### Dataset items
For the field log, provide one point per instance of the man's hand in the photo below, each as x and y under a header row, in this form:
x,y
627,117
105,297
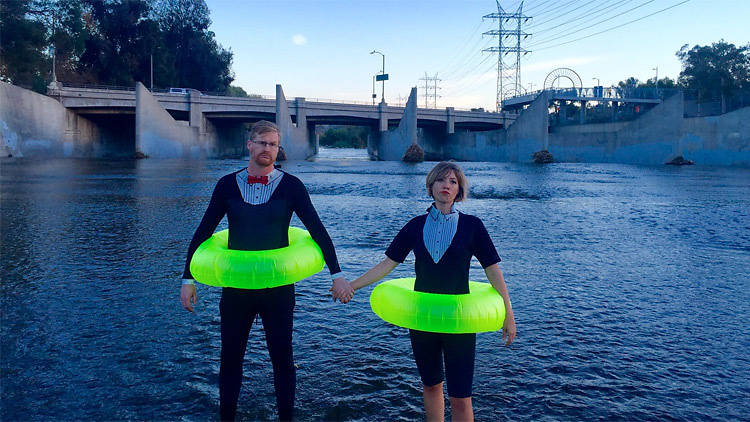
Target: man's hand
x,y
509,329
188,297
341,290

### ASSIGNMENT
The task calls for repeating each line above exactly while excluding the pictures.

### TASK ANSWER
For the field log, provide one point per instance of the man's hand in the photo below, each as x and y under a header row, in this form:
x,y
627,117
105,297
Target: man's hand
x,y
509,329
188,297
341,290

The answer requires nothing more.